─── Data shown

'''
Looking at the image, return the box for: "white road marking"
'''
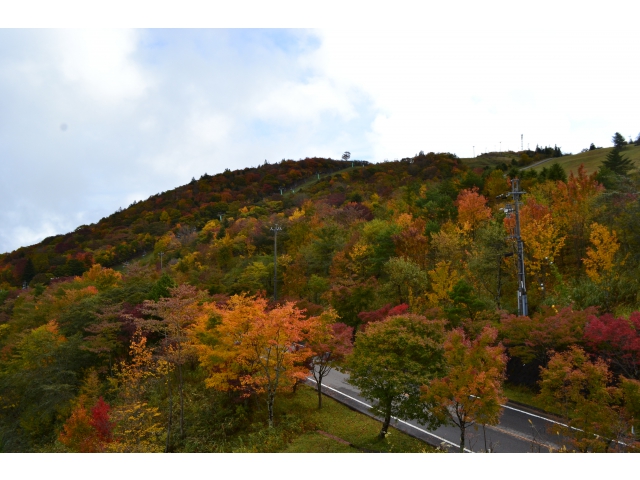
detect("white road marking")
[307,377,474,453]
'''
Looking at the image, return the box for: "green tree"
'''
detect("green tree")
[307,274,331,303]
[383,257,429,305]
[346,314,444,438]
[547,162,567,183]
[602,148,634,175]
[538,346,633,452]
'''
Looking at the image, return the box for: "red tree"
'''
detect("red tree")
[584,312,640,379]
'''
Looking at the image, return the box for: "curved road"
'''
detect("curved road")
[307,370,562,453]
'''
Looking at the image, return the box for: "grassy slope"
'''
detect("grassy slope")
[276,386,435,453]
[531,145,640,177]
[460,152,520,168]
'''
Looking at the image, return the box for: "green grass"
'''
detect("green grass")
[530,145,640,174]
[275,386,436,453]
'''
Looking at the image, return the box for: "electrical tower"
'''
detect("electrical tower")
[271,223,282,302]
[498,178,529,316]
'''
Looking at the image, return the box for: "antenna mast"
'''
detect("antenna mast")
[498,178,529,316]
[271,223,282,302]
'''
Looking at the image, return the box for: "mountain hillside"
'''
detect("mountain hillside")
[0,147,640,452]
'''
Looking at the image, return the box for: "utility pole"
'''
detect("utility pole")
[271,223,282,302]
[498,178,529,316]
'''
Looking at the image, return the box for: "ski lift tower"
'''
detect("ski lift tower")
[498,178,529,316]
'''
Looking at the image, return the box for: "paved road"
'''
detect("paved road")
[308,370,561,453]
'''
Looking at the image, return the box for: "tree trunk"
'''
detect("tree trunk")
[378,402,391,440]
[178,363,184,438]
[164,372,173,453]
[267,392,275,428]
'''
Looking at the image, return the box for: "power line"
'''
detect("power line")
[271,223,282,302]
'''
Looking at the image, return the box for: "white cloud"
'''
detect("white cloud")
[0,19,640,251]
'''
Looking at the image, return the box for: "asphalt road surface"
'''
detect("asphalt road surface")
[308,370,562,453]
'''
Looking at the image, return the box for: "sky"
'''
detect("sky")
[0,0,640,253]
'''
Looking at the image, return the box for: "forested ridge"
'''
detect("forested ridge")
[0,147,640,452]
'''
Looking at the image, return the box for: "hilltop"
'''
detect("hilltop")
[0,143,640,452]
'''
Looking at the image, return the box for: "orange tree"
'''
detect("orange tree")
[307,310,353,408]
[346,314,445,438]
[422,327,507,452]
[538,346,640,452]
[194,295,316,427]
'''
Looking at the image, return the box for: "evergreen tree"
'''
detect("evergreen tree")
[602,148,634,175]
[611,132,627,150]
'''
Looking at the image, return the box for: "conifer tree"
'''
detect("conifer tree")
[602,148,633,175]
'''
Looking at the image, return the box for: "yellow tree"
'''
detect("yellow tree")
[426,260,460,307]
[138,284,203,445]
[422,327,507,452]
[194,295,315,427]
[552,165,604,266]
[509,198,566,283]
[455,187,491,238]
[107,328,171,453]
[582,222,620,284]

──────
─── Data shown

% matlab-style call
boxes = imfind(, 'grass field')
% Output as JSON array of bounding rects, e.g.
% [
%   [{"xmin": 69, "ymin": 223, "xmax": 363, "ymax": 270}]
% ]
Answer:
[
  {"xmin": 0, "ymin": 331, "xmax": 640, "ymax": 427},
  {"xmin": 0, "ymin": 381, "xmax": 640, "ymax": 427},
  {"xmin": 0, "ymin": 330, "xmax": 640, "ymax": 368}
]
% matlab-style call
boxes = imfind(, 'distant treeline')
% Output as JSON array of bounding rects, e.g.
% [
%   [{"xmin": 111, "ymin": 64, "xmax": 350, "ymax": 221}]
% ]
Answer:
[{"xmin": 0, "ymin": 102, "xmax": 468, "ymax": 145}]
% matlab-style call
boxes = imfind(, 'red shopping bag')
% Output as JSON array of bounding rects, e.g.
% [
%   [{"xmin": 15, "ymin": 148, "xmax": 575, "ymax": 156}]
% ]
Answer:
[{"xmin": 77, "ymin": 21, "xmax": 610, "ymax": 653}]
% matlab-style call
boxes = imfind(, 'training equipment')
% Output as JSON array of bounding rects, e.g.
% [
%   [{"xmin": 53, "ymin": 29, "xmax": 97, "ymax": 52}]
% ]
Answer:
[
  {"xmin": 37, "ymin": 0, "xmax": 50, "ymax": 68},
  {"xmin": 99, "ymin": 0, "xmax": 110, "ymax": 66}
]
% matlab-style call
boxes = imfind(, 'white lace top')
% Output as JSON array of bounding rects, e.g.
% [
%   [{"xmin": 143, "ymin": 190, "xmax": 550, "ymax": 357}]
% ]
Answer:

──────
─── Data shown

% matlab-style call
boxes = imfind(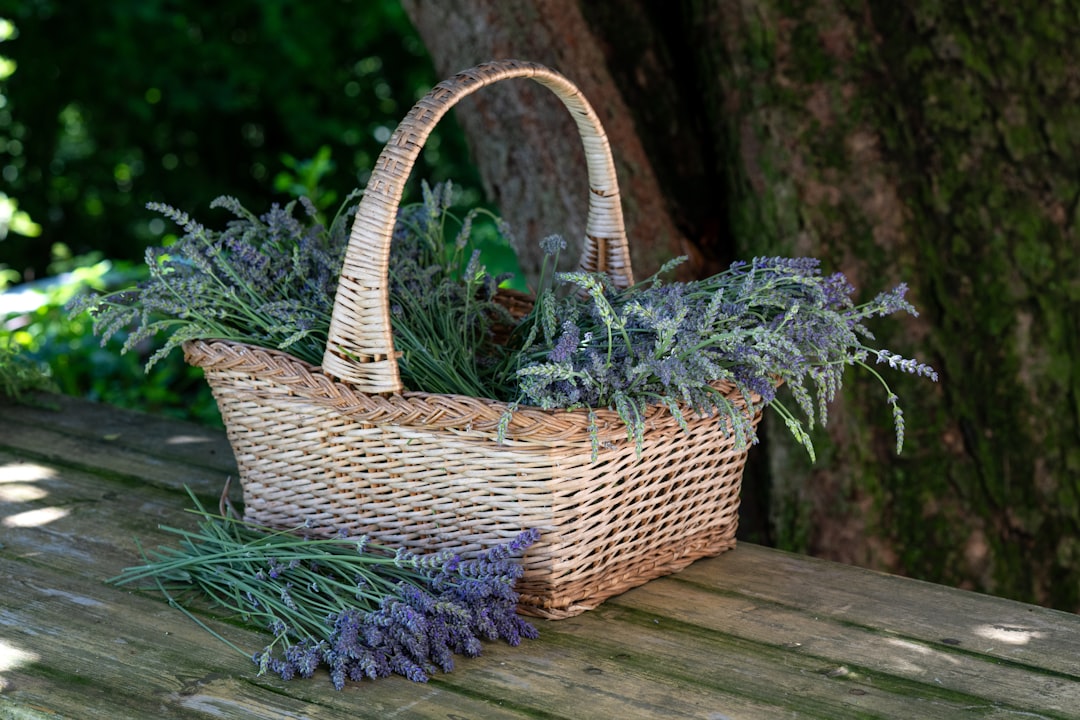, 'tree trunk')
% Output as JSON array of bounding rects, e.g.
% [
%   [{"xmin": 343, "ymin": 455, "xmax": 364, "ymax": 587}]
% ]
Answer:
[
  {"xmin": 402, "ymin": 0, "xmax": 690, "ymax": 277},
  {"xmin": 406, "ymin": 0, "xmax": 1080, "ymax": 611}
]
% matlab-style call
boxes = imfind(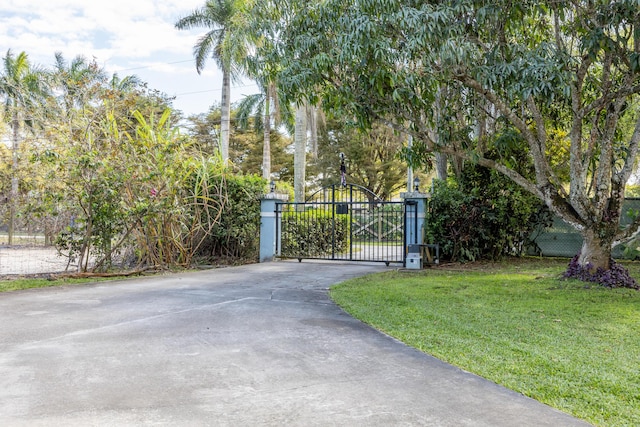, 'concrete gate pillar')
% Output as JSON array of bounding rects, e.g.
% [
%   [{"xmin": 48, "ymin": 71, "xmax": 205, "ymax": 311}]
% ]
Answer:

──────

**What you will do**
Please state how many lines in the rows above contain the string "mast", matching case exactly. Give only the number.

**Full output**
2